* REQUEST 1
In the indemnification clause, whose consent to a settlement may not be unreasonably withheld?

* GIVEN PASSAGE
After receipt by Investment Manager or Subadviser, its affiliates, or any officer, director, employee, or agent of any of the foregoing, entitled to indemnification as stated in (a) or (b) above (“Indemnified Party”) of notice of the commencement of any action, if a claim in respect thereof is to be made against any person obligated to provide indemnification under this section (“Indemnifying Party”), such Indemnified Party shall notify the Indemnifying Party in writing of the commencement thereof as soon as practicable after the summons or other first written notification giving information of the nature of the claim that has been served upon the Indemnified Party; provided that the failure to so notify the Indemnifying Party will not relieve the Indemnifying Party from any liability under this section, except to the extent that the omission results in damages to the Indemnifying Party caused solely as a result of the failure to give such notice. The Indemnifying Party, upon the request of the Indemnified Party, shall retain counsel satisfactory to the Indemnified Party to represent the Indemnified Party in the proceeding, and shall pay the fees and disbursements of such counsel related to such proceeding. In any such proceeding, any Indemnified Party shall have the right to retain its own counsel, but the fees and expenses of such counsel shall be at the expense of such Indemnified Party unless (1) the Indemnifying Party and the Indemnified Party shall have mutually agreed to the retention of such counsel, or (2) the named parties to any such proceeding (including any impleaded parties) include both the Indemnifying Party and the Indemnified Party and representation by both parties by the same counsel would be inappropriate due to actual or potential differing interests between them. The Indemnifying Party shall not be liable for any settlement of any proceeding effected without its written consent, which consent shall not be unreasonably withheld, but if settled with such consent or if there be a final judgment for the plaintiff, the Indemnifying Party agrees to indemnify the Indemnified Party from and against any loss or liability by reason of such settlement or judgment.

 

9.

Duration and Termination .

 

  (a)

[Rows of an object-pointing dataset]
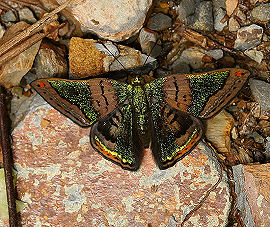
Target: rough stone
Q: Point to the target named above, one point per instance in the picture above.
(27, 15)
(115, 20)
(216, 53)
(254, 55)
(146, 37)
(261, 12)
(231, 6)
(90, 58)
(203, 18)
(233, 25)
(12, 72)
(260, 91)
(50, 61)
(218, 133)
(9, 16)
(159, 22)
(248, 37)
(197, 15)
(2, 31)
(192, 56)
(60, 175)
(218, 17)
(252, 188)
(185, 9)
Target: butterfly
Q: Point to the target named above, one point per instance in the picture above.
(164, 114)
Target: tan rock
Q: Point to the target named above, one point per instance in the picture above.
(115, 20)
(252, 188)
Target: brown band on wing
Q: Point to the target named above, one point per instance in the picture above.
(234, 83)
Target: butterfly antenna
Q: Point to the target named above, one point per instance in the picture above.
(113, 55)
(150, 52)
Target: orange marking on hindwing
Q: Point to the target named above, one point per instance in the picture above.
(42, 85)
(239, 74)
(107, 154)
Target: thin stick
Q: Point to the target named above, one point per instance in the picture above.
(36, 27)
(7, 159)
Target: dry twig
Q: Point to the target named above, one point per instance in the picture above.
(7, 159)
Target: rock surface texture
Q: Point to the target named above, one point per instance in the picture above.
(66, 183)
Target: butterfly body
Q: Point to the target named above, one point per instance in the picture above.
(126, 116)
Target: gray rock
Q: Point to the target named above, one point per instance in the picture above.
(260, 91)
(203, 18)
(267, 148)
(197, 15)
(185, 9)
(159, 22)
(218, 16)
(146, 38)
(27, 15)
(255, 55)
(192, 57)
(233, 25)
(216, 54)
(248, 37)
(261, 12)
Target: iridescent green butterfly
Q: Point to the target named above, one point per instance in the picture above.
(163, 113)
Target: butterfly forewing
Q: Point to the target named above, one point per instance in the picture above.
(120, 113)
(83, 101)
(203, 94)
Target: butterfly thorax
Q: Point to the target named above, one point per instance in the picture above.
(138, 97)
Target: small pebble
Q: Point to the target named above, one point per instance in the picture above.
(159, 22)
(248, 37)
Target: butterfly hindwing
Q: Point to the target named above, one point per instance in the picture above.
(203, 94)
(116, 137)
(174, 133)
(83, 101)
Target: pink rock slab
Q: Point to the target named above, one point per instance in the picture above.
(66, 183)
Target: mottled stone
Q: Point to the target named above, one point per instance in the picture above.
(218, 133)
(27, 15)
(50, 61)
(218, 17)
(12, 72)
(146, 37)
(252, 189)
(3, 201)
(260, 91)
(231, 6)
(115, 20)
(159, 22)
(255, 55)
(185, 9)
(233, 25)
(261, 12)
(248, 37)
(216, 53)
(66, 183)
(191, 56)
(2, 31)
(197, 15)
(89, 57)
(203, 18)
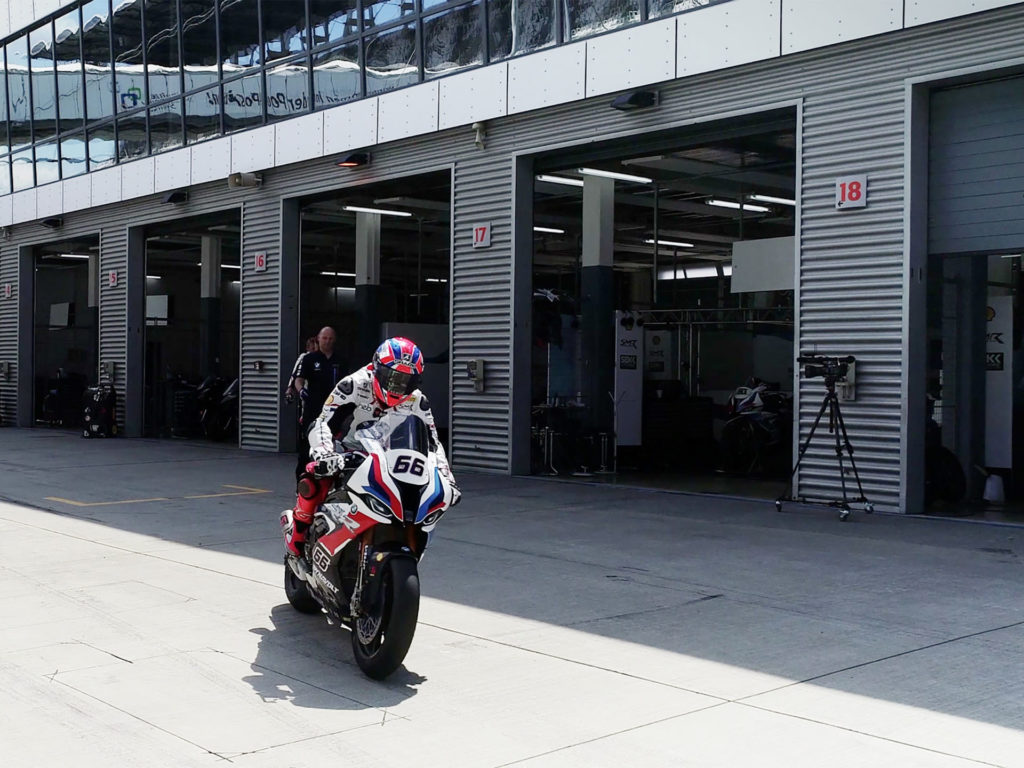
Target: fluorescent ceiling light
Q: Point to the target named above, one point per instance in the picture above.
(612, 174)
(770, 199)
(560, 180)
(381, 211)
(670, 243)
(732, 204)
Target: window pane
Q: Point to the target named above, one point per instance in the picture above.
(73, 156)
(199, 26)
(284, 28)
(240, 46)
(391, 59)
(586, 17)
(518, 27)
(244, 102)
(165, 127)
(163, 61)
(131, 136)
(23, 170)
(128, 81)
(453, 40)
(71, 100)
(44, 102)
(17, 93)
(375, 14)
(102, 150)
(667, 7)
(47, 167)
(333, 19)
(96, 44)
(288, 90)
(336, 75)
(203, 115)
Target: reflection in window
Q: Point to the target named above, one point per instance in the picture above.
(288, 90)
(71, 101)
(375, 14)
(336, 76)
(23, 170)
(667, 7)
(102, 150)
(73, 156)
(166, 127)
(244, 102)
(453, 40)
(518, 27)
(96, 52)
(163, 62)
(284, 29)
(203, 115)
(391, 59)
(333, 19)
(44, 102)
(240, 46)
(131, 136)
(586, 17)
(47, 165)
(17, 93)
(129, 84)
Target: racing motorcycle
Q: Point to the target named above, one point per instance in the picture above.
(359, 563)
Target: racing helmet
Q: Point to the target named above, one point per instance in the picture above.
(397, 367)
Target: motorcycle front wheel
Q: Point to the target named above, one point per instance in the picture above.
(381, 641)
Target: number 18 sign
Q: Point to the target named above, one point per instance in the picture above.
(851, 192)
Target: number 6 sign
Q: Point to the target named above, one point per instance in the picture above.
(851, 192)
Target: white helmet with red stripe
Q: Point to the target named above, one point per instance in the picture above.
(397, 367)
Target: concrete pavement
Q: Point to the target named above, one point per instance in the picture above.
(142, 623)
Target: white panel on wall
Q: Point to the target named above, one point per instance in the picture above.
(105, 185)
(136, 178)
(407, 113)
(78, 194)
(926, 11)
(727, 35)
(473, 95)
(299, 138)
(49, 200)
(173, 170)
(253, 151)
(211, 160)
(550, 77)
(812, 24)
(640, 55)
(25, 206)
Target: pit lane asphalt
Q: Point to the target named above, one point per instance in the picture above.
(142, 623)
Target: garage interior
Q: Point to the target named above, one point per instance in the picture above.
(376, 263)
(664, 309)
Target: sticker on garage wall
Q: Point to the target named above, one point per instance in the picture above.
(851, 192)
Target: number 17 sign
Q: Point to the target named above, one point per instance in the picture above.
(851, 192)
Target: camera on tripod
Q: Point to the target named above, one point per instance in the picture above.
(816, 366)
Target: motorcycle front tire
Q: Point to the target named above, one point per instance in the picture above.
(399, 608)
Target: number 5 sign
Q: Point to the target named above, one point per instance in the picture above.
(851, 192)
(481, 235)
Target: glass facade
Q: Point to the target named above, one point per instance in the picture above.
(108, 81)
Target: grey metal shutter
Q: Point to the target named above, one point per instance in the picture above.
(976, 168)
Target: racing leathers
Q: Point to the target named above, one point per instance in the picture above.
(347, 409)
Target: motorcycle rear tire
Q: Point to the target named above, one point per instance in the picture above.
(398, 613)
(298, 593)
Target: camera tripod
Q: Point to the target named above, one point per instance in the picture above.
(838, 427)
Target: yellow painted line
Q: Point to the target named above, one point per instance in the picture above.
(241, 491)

* REQUEST 2
Duplicate the listing from the line containing "Target: motorcycle rear tire" through the end of the listing, inclusive.

* COMPLETE RESPONSE 1
The Indemnifying Party's written consent.

* COMPLETE RESPONSE 2
Target: motorcycle rear tire
Q: Point to the target named above, one point per instance in the picture above.
(398, 613)
(298, 593)
Target: camera tripod
Q: Point to the target named above, one point per instance in the picture above.
(838, 427)
Target: yellow painted line
Q: Point to the target named above, one point per instance in the picture above.
(241, 491)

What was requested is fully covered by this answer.